Recorded data:
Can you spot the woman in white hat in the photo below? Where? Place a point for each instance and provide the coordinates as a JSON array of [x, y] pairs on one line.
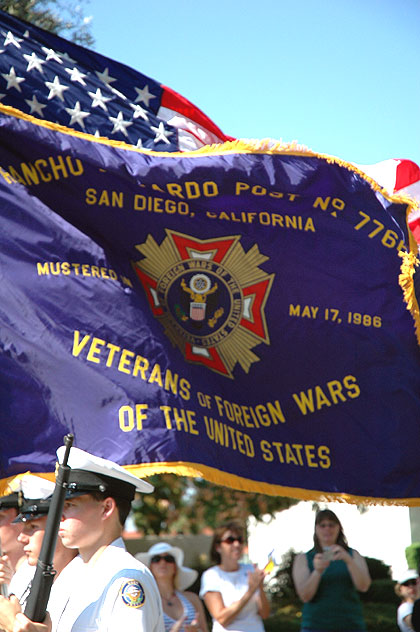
[[182, 611], [407, 589]]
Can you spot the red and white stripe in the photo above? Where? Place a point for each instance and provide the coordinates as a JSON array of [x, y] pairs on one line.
[[399, 176]]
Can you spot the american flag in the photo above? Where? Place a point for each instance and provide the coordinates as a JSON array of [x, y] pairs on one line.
[[53, 79]]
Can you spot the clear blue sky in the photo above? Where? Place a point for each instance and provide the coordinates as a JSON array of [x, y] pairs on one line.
[[340, 76]]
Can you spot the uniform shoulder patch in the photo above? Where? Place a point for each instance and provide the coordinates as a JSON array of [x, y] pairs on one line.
[[132, 594]]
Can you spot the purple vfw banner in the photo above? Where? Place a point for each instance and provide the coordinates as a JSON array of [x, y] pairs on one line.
[[236, 313]]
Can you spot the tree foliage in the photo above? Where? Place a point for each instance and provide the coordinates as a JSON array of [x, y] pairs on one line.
[[63, 17], [185, 505]]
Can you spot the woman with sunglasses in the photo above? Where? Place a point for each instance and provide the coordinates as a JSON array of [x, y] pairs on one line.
[[233, 592], [328, 579], [407, 589], [182, 611]]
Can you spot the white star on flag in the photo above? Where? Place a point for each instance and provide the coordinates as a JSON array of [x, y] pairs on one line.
[[56, 89], [144, 95], [35, 106], [34, 62], [160, 133], [105, 77], [77, 115], [76, 75], [13, 80], [98, 99], [11, 39], [139, 111], [119, 124], [51, 54]]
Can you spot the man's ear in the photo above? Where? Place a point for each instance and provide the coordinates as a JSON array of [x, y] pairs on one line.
[[109, 506]]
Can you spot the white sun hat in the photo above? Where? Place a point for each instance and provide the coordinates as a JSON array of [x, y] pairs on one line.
[[407, 575], [93, 473], [185, 576]]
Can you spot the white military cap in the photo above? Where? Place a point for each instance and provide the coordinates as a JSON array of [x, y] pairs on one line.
[[91, 473], [36, 487]]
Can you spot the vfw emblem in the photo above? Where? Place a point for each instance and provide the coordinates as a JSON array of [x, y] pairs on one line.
[[210, 297]]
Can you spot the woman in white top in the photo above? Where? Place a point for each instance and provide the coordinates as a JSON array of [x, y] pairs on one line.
[[407, 589], [233, 592], [182, 610]]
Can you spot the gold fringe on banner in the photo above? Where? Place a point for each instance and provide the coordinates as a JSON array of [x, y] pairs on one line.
[[213, 475]]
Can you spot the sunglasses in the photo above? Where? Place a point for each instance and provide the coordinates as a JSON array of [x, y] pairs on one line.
[[167, 558], [231, 539]]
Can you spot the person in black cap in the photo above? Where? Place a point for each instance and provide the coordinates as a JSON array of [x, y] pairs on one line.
[[33, 516], [110, 590]]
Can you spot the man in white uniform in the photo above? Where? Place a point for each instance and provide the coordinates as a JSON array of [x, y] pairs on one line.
[[11, 551], [104, 589]]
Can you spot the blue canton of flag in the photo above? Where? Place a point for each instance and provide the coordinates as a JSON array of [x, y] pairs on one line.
[[50, 78]]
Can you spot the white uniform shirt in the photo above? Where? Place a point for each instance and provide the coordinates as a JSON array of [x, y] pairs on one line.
[[21, 582], [115, 593], [231, 586]]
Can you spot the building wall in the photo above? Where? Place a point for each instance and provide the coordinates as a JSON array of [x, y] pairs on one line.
[[379, 532]]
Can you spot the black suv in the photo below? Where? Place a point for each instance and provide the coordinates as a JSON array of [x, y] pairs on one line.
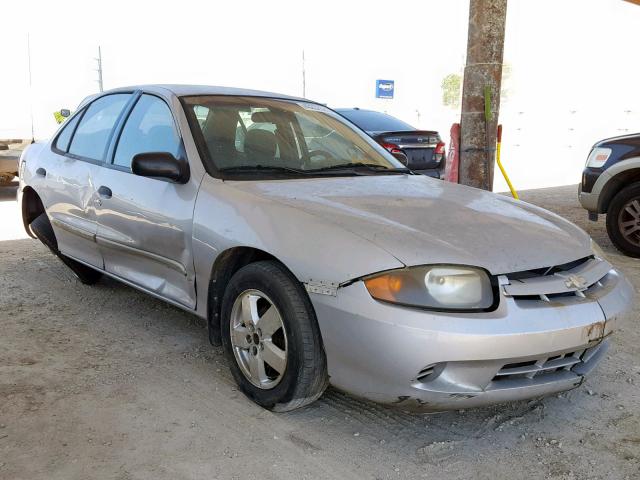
[[611, 185]]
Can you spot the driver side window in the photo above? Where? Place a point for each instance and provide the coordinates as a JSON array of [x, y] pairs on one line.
[[149, 128]]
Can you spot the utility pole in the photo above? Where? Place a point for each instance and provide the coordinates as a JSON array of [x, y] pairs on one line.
[[482, 79], [99, 69], [304, 78]]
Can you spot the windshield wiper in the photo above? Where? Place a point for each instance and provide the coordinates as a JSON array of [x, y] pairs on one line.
[[263, 168], [372, 167]]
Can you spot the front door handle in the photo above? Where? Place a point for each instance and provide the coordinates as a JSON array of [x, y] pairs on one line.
[[105, 192]]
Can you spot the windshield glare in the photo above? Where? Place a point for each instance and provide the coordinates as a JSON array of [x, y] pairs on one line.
[[245, 132]]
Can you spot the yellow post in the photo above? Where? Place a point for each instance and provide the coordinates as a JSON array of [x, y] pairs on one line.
[[504, 172]]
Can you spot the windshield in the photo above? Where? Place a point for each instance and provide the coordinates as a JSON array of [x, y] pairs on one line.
[[375, 121], [253, 133]]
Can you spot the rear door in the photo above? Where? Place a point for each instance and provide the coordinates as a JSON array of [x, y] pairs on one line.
[[71, 168], [145, 224]]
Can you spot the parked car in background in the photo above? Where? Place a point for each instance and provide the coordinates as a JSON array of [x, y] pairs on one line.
[[315, 256], [424, 149], [611, 185]]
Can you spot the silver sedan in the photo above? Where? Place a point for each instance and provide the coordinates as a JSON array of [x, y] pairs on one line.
[[315, 256]]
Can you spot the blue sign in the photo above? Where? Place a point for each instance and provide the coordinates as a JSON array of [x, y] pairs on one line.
[[384, 88]]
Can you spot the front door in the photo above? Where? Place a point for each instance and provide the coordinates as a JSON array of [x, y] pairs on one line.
[[145, 224]]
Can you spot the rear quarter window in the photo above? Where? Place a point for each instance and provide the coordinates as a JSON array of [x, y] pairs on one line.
[[92, 136]]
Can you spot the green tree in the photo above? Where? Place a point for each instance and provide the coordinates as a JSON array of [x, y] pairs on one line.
[[451, 90]]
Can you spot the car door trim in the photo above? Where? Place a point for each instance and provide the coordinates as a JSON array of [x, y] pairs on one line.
[[141, 253], [81, 232], [175, 303]]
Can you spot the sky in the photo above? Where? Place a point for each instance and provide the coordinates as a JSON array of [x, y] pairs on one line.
[[574, 70]]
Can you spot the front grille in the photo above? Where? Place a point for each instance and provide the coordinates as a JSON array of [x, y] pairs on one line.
[[574, 279], [545, 366]]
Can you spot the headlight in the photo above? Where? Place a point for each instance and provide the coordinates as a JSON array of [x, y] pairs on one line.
[[440, 287], [598, 157]]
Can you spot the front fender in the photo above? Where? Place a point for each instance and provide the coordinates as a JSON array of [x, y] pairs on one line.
[[313, 249]]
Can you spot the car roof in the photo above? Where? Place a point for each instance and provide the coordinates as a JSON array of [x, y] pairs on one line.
[[196, 90]]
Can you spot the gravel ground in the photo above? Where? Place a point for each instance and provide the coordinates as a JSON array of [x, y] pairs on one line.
[[105, 382]]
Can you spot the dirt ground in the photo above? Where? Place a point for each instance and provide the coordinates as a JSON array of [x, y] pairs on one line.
[[105, 382]]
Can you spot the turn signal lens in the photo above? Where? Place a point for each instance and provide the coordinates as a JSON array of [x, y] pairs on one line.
[[598, 157], [384, 287]]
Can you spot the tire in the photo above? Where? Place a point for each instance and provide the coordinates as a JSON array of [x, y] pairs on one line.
[[42, 229], [619, 213], [304, 375]]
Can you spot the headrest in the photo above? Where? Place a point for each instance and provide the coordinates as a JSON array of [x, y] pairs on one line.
[[260, 142]]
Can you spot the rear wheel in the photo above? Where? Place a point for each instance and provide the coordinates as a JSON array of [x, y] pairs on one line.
[[42, 229], [6, 179], [623, 220], [271, 338]]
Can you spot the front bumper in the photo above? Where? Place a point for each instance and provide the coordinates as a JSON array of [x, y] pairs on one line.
[[434, 361], [432, 172]]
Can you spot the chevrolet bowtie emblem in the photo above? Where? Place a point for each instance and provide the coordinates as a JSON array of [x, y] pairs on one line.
[[575, 281]]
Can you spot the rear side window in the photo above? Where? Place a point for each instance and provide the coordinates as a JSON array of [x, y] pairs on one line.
[[93, 132], [149, 128], [62, 142]]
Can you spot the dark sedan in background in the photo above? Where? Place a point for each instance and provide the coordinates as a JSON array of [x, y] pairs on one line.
[[424, 149]]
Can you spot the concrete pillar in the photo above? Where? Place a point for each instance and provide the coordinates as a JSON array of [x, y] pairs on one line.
[[485, 46]]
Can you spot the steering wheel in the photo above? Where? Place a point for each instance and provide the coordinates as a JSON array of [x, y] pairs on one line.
[[321, 153]]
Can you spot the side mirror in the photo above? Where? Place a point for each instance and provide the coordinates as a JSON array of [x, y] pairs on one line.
[[402, 158], [162, 165]]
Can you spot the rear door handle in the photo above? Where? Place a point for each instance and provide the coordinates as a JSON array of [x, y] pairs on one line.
[[105, 192]]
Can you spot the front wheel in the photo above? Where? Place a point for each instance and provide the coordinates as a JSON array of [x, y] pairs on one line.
[[623, 220], [271, 338]]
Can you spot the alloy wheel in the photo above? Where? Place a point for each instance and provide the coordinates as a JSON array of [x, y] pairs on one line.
[[258, 339], [629, 222]]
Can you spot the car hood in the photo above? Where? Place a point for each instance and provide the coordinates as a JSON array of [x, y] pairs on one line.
[[419, 220]]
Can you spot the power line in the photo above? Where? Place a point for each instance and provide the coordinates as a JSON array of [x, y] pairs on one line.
[[304, 79], [99, 69], [33, 137]]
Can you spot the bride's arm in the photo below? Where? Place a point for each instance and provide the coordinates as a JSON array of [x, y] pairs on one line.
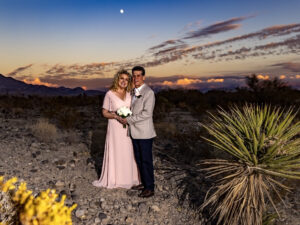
[[109, 115]]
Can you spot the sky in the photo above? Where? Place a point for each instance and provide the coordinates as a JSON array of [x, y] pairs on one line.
[[189, 44]]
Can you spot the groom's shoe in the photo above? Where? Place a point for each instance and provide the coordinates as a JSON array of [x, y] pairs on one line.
[[138, 187], [146, 193]]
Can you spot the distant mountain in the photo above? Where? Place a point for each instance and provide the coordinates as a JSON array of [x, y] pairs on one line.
[[9, 85]]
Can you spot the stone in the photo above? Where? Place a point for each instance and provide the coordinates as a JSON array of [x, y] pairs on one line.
[[129, 220], [102, 216], [143, 208], [155, 208], [59, 183], [80, 213]]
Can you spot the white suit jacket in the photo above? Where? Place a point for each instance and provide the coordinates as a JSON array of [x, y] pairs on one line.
[[141, 121]]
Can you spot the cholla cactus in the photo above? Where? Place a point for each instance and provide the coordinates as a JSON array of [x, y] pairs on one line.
[[8, 210], [20, 206]]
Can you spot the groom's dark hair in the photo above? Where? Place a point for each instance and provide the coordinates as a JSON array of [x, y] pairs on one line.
[[139, 68]]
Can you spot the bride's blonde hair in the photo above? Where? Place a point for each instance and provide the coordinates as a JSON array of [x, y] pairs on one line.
[[116, 79]]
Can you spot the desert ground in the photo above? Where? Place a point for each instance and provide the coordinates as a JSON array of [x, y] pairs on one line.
[[68, 157]]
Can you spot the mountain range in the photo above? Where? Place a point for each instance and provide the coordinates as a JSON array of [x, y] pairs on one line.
[[11, 86]]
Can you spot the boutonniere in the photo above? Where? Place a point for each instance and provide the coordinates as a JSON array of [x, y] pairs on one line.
[[137, 94]]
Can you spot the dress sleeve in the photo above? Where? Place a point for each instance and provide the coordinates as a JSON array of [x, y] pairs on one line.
[[106, 102]]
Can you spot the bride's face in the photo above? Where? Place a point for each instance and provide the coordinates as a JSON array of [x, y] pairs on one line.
[[123, 81]]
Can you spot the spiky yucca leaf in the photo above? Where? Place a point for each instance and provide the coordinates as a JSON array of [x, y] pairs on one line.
[[264, 145]]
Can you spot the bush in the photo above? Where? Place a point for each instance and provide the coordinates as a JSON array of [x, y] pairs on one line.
[[264, 145], [44, 131], [21, 207]]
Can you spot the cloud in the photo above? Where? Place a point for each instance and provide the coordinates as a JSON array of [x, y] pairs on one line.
[[263, 77], [165, 43], [218, 80], [218, 50], [82, 70], [282, 77], [216, 28], [37, 81], [290, 66], [19, 70]]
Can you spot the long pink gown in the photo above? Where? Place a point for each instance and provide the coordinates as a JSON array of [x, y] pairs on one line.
[[119, 168]]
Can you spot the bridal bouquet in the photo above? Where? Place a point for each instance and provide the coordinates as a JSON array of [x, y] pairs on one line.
[[124, 112]]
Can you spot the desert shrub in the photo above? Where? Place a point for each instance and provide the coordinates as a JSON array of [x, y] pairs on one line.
[[44, 131], [19, 206], [72, 137], [68, 118], [165, 129], [265, 148]]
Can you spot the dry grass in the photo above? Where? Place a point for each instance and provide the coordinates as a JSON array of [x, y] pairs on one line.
[[44, 131], [165, 129]]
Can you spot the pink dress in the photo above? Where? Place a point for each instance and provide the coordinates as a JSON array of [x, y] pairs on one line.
[[119, 168]]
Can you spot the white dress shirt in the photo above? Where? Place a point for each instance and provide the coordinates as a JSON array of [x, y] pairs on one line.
[[137, 92]]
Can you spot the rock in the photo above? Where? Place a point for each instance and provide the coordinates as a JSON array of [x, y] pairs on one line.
[[129, 220], [102, 216], [60, 162], [155, 208], [80, 213], [72, 187], [45, 161], [61, 167], [59, 184], [143, 208], [97, 220]]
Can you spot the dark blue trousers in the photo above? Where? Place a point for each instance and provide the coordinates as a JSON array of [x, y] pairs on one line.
[[143, 156]]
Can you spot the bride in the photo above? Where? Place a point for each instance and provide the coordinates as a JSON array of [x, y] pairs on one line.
[[119, 168]]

Required task = From the line holding "Can you spot the dry" through the last line above, reproduce each line exactly and add nothing.

Answer to the problem =
Can you spot the dry grass in the photo above? Where? Place a point for each instance and provide the coordinates as a JSON array of [x, y] pairs on one line.
[[44, 131], [165, 129]]
Can you spot the pink dress in the photo above? Where? Place a point for each instance and provide the coordinates as a JSON array of [x, y] pairs on one line.
[[119, 168]]
Can you spot the white dress shirt in the photo above? Where? Place a point for each instance and provide the coordinates as a JSON array of [x, y] pairs on one line.
[[137, 92]]
Can you spot the rock in the photo above? Where? Place a point for each instance and provide the coordinates as a JSON array of [x, y] pairs on one line.
[[129, 220], [102, 216], [60, 162], [155, 208], [80, 213], [72, 187], [45, 161], [61, 167], [59, 184], [143, 208], [97, 220]]
Can you spot the dark blue trousers in the photo above? Where? Place a point for each instance and provide the coordinates as a JSON array of [x, y] pairs on one line.
[[143, 156]]
Can you spot the bride in the photo above? Where? Place a point for each instance and provide the coordinates as a JSON array of [x, y] pairs on one line.
[[119, 168]]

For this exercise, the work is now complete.